*DOCUMENT*
** begin **

If paper prices increase significantly or we experience significant supply channel disruptions, our business, financial condition and results of operations would be adversely affected.

After the Spin-Off, we will have substantial indebtedness and the ability to incur significant additional indebtedness, which could adversely affect our business, financial condition and results of operations.

Following the Spin-Off, we will have substantial indebtedness and we may increase our indebtedness in the future. In connection with the Spin-Off, we have entered into a credit agreement providing for the Term Loan in an initial principal amount of $700 million and have issued $700 million aggregate principal amount of the Senior Notes. In addition, the credit agreement provides for a five-year $500 million Revolving Credit Facility, of which up to $100 million will be available for the issuance of letters of credit. As of December 31, 2013, after giving effect to the incurrence of indebtedness in connection with the Spin-Off, we expect that our total outstanding indebtedness would have been approximately $1.4 billion and we would have had up to $500 million available for borrowing under our Revolving Credit Facility, subject to the terms of that facility. We expect that all of the net proceeds from the Term Loan and Senior Notes will be transferred or distributed to Time Warner as part of the Internal Reorganization. As a result of this indebtedness, the amount of leverage in our business will increase significantly and the risks associated with our business and our debt will increase significantly. Furthermore, immediately following the Spin-Off, the Revolving Credit Facility will be available for borrowing for working capital and for other general corporate purposes, including the issuance of letters of credit in the ordinary course of our business. Additionally, we expect that we will be able, if we obtain commitments from lenders, to incur significant additional indebtedness in the future. For example, our Senior Credit Facilities permit us to incur incremental senior secured term loan borrowings in an aggregate principal amount not to exceed the sum of $500 million plus additional amounts so long as, on a pro forma basis at the time of incurrence, our consolidated secured net leverage ratio (as defined in the credit agreement that governs the Senior Credit Facilities) does not exceed 2.50x to 1.00x.

** end **

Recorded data
** begin **

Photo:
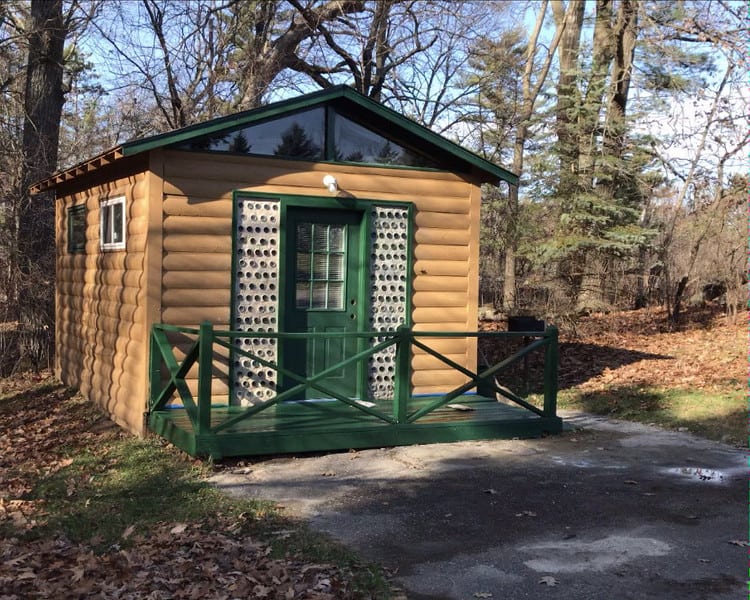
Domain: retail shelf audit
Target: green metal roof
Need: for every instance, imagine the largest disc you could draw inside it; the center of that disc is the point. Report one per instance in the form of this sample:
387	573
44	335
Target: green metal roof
399	128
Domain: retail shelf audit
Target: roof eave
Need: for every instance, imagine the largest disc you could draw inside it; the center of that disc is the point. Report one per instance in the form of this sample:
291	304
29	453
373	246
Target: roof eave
88	166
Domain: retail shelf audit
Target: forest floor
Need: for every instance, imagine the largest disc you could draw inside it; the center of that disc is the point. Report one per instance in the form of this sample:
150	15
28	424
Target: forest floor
86	510
633	365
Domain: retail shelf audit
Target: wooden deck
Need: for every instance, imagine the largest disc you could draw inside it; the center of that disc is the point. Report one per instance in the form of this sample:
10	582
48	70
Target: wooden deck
201	426
330	425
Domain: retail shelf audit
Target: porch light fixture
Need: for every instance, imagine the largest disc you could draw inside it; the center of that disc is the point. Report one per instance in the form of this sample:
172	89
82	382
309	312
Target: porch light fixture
330	182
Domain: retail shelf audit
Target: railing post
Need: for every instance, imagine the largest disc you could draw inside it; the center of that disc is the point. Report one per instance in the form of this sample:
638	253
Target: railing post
402	390
154	369
205	375
550	372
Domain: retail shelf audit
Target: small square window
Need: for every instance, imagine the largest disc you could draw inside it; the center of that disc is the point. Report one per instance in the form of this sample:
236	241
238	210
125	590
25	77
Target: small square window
77	229
112	223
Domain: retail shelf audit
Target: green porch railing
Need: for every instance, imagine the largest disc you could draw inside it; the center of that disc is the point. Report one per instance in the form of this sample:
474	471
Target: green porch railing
206	339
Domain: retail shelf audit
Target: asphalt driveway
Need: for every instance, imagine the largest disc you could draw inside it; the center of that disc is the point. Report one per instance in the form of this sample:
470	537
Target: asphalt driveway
609	510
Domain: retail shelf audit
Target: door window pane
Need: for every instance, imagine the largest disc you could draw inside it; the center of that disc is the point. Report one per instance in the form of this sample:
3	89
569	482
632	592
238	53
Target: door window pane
320	266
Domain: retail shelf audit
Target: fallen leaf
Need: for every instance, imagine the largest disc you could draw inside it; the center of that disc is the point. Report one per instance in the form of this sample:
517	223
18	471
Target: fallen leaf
179	528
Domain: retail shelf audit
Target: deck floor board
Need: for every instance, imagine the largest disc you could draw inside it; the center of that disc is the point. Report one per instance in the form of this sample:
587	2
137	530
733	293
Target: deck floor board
330	425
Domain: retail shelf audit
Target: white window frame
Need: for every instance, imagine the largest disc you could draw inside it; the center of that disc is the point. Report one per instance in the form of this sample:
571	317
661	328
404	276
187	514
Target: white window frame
108	224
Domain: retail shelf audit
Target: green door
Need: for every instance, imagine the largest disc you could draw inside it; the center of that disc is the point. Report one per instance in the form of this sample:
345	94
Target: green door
323	273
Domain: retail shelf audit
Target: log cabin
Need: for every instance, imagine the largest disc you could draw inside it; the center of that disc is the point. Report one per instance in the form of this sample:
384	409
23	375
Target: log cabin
301	276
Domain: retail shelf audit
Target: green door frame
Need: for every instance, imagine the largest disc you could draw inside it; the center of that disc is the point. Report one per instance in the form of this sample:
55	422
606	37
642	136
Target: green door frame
362	206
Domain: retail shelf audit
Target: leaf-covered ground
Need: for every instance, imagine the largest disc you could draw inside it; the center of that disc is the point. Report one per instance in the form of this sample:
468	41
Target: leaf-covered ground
634	365
82	514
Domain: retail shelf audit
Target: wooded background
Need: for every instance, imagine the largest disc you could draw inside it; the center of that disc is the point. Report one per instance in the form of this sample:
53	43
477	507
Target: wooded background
627	121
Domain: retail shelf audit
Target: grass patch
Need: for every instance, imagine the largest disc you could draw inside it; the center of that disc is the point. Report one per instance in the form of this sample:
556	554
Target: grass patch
720	416
131	483
127	487
69	474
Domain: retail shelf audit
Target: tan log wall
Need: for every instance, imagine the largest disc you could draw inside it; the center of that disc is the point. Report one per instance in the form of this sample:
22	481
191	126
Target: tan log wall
197	242
101	307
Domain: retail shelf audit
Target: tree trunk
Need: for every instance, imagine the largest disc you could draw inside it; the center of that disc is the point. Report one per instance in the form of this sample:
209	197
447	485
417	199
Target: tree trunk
571	20
44	97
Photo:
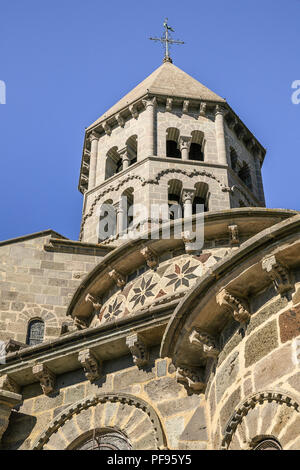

** end **

*REQUIRED WORK*
1. List the capitalized names of the loans, notes and credit facilities that the spin-off disclosure mentions.
2. Change "substantial indebtedness" to "considerable debt" in the spin-off disclosure, and give the passage again starting at "If paper prices" and ending at "results of operations.".
The recorded data are a separate body of material from the spin-off disclosure.

*ANSWERS BELOW*
1. Term Loan; Senior Notes; Revolving Credit Facility; Senior Credit Facilities

2.
If paper prices increase significantly or we experience significant supply channel disruptions, our business, financial condition and results of operations would be adversely affected.

After the Spin-Off, we will have considerable debt and the ability to incur significant additional indebtedness, which could adversely affect our business, financial condition and results of operations.